● To be done: Find every line in the records below that contains the word "pool" and copy each of those lines out in full.

● Material:
__________________________________________________
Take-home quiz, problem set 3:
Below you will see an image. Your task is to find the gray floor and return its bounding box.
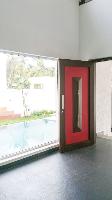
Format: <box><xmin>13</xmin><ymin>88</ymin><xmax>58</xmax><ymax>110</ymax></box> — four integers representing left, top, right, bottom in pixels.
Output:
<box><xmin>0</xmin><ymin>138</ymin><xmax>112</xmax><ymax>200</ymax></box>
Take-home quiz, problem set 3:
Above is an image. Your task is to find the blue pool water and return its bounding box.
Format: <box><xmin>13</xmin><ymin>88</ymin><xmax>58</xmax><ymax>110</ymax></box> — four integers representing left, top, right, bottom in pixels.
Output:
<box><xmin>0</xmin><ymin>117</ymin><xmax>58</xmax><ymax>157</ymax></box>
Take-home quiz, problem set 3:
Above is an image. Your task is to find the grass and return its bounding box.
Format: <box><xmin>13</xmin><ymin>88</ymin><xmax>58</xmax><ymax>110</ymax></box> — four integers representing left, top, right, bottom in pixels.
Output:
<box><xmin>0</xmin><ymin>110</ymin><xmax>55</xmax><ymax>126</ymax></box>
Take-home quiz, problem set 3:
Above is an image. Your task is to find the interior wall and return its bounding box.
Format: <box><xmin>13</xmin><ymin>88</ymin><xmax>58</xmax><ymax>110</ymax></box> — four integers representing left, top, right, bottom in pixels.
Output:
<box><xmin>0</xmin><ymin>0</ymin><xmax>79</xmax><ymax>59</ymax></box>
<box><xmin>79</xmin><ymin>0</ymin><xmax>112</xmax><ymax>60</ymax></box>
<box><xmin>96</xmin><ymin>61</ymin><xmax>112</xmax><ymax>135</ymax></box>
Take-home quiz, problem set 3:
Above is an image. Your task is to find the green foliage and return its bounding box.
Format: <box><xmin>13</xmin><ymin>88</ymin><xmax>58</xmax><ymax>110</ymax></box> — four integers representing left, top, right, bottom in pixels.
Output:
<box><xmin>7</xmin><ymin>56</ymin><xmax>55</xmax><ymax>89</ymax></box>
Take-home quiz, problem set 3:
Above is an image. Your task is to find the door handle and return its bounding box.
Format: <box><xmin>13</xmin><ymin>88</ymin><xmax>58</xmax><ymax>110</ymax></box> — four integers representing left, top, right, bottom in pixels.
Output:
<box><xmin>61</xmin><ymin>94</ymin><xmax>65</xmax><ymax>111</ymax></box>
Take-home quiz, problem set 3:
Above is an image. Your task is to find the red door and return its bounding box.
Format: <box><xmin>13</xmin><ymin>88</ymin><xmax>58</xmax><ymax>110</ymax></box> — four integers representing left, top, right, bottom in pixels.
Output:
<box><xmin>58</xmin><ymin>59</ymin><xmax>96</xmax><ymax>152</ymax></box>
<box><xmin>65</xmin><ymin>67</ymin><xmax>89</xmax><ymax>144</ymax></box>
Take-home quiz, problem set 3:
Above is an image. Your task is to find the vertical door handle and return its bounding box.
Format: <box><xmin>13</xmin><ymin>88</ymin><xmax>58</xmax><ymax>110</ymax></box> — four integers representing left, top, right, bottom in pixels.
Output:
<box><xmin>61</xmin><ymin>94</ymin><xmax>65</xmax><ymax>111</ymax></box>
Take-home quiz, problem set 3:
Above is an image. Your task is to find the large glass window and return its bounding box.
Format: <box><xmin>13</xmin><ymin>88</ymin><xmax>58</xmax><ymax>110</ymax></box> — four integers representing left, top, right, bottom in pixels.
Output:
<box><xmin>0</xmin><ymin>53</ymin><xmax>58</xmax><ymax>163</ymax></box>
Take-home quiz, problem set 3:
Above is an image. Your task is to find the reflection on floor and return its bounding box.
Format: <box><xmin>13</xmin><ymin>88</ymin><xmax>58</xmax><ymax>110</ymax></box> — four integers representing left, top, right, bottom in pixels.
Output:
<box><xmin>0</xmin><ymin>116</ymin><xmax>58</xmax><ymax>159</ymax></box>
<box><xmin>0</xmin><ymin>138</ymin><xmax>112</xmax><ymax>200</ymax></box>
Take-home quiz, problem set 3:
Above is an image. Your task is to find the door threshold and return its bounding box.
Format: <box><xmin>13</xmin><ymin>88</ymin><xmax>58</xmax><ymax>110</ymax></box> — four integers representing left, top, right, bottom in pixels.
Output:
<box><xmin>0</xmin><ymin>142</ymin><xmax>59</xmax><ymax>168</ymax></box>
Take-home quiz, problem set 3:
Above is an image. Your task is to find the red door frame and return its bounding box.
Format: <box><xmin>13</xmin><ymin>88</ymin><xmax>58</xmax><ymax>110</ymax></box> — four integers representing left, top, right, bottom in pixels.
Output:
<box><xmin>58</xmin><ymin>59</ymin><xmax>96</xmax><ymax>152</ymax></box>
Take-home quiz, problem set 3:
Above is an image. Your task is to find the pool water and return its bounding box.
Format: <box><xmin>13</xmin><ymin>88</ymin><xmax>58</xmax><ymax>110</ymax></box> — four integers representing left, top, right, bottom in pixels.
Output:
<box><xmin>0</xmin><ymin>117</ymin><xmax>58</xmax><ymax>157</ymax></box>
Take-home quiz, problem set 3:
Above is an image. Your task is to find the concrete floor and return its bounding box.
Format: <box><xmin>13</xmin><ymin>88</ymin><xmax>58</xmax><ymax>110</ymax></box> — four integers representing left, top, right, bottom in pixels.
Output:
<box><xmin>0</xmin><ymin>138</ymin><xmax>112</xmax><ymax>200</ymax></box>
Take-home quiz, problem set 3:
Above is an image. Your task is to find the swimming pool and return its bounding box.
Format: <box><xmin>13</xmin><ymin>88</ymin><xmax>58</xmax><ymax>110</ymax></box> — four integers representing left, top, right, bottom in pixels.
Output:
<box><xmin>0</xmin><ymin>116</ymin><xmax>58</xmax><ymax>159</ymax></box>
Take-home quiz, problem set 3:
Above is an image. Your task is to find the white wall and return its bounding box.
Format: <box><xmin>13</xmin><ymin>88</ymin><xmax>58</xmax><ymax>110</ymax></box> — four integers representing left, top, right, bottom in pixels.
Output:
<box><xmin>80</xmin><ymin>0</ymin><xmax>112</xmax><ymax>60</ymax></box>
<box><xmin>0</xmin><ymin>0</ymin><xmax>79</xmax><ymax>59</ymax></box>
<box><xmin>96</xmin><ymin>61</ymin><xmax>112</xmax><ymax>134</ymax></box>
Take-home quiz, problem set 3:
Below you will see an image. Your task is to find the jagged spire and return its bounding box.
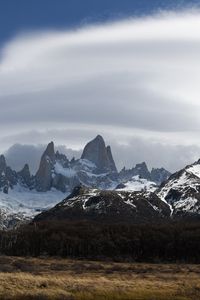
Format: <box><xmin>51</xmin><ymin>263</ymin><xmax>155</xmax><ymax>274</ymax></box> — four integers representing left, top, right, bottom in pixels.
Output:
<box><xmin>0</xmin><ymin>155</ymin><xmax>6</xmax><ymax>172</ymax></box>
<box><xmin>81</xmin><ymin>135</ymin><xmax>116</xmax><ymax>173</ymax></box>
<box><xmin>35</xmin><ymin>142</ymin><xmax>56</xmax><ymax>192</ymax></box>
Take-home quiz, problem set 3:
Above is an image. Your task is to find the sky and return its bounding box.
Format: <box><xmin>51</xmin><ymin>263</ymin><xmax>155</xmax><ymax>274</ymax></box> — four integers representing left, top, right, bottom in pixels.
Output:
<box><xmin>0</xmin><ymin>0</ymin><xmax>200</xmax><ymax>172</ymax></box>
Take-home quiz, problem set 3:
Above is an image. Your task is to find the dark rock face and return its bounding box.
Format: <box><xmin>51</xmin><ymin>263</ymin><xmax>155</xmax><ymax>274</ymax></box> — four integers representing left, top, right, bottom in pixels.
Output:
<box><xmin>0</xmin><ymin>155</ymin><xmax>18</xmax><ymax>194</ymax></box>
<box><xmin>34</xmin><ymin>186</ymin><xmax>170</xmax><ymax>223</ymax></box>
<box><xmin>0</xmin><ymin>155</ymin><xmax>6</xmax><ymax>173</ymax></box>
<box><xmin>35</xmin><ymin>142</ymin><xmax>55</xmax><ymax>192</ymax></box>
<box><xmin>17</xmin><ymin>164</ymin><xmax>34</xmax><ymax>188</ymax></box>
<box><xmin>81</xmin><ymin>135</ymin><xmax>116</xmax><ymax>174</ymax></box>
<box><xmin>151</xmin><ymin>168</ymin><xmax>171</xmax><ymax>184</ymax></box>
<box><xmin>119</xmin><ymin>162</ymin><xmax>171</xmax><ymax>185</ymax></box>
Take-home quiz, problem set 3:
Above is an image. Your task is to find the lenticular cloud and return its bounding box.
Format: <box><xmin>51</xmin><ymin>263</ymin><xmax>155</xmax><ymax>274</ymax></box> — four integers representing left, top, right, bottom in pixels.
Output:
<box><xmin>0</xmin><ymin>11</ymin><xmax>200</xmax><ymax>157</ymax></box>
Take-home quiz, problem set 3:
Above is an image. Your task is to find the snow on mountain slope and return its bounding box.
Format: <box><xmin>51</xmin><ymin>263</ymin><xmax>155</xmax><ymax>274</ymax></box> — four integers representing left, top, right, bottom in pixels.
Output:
__________________________________________________
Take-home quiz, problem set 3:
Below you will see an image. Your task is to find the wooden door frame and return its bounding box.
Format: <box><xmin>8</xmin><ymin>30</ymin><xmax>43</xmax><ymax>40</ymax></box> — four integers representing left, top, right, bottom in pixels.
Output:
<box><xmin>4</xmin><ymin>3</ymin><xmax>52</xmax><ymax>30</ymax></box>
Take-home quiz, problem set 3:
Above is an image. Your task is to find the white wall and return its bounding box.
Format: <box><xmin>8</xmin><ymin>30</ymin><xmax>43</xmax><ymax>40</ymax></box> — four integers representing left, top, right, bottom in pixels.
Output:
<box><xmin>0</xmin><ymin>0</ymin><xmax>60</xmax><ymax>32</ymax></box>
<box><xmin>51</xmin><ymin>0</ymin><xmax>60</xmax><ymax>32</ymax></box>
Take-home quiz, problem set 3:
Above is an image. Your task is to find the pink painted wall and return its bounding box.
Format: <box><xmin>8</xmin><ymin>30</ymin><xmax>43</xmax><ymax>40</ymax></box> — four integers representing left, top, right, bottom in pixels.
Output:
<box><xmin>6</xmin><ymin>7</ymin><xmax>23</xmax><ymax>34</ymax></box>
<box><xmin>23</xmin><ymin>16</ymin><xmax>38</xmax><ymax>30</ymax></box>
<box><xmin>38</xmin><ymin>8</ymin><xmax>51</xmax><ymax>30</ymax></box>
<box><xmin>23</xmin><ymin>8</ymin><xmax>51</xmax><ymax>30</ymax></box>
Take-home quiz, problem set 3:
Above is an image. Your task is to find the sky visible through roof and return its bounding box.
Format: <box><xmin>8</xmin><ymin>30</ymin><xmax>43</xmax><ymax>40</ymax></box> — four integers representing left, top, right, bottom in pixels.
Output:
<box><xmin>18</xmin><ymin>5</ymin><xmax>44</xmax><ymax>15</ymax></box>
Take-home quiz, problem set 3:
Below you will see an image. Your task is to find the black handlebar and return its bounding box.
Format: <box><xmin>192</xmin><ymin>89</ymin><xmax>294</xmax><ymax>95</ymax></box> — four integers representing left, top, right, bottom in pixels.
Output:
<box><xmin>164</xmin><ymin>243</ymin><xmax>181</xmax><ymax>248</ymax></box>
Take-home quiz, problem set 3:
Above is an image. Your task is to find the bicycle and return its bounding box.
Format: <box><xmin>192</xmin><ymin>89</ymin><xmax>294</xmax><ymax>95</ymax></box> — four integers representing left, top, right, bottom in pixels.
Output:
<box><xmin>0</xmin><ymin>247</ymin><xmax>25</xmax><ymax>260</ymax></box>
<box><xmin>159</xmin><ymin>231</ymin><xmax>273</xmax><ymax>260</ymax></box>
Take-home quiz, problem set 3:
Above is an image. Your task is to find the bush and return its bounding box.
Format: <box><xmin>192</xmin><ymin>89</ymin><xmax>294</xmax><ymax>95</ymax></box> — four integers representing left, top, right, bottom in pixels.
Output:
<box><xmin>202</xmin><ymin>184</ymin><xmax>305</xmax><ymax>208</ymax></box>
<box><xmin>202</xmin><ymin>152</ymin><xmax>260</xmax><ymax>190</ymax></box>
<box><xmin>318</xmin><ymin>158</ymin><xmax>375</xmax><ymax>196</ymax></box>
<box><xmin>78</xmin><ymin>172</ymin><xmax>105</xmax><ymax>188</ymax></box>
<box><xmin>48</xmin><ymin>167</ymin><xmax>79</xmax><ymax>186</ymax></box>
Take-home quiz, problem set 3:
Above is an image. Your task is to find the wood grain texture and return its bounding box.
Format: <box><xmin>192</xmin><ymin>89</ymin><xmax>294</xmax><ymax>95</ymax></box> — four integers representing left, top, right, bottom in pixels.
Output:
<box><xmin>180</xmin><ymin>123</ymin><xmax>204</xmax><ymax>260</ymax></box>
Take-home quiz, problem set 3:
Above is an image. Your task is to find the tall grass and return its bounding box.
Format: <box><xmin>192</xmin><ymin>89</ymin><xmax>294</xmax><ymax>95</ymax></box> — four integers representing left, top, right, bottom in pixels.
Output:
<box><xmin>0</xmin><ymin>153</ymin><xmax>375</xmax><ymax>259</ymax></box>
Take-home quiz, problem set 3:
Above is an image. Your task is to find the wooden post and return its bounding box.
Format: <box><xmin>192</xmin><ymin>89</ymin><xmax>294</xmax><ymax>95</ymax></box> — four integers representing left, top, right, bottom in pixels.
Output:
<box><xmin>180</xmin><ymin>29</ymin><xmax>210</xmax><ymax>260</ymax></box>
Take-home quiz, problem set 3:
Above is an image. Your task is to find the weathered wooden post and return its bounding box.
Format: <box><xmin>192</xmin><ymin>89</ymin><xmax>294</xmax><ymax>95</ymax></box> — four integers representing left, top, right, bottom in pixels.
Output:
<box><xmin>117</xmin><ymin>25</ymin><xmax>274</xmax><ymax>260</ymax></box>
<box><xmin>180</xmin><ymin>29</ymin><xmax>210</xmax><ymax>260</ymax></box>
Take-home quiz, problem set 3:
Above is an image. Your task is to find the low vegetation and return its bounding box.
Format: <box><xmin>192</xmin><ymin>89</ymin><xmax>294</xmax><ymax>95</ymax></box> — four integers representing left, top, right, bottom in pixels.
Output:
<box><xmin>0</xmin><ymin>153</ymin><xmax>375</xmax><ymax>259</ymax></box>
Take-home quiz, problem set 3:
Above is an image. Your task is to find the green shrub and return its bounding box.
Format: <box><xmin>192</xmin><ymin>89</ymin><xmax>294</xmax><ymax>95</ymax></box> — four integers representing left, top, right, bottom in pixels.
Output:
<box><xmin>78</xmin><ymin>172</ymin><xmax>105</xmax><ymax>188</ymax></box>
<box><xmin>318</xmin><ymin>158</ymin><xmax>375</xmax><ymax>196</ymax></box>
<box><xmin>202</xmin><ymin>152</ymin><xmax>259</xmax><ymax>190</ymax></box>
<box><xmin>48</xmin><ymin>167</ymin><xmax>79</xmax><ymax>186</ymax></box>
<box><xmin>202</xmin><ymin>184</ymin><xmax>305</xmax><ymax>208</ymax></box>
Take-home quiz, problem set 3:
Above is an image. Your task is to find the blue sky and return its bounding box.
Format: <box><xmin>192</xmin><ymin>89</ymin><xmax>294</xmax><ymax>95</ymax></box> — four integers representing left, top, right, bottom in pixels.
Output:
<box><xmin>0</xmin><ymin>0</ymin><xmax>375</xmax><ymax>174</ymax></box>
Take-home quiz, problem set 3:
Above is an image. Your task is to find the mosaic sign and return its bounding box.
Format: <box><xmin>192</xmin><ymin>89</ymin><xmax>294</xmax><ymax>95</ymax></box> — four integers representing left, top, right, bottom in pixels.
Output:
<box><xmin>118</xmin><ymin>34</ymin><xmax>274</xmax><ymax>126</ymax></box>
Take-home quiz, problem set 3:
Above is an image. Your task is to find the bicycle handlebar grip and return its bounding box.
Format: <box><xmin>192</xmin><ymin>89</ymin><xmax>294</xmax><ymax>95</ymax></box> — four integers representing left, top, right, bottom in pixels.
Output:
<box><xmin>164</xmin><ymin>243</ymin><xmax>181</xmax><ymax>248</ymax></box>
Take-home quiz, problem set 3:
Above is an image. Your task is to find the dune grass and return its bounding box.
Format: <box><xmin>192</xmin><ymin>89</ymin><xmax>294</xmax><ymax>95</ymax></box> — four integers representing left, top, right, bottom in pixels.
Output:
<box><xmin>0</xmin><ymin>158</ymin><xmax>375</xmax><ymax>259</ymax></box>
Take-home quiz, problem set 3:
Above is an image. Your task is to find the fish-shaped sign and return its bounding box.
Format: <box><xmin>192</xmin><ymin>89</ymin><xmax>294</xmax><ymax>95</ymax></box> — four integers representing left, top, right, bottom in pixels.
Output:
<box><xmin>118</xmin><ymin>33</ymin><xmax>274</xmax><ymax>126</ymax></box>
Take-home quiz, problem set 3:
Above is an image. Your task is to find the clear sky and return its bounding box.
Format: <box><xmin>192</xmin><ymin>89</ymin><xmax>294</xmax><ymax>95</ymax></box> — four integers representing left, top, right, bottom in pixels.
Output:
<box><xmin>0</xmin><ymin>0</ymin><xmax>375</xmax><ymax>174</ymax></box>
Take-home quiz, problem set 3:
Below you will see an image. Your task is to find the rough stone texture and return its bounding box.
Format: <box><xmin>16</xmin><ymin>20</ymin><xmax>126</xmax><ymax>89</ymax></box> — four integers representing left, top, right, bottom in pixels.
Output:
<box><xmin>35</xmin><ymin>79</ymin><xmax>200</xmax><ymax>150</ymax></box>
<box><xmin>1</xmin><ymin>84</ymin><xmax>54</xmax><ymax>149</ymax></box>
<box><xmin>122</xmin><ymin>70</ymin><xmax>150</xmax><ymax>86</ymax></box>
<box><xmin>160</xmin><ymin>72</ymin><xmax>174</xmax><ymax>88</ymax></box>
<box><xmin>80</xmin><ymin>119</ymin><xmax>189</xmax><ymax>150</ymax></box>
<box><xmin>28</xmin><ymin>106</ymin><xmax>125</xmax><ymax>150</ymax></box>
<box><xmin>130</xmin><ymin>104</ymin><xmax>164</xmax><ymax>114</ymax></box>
__________________________________________________
● Result:
Above is an image. Your task is to find the blue pool water and return its bounding box.
Above is an image. Your task is to find the pool water and return its bounding box.
Above is an image. Your task is to find the swimming pool and return its bounding box.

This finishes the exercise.